▶ [Entries]:
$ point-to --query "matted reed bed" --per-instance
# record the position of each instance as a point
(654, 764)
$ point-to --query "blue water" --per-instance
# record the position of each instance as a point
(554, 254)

▶ [Do this]:
Return every line of the records above verbatim, keeping their order and formatting unchanged.

▶ [Task response]:
$ point-to --query "matted reed bed" --per-instance
# record the position of each instance as a point
(654, 764)
$ point-to --query "blue water" --per-instance
# record the position of each instance as a point
(554, 254)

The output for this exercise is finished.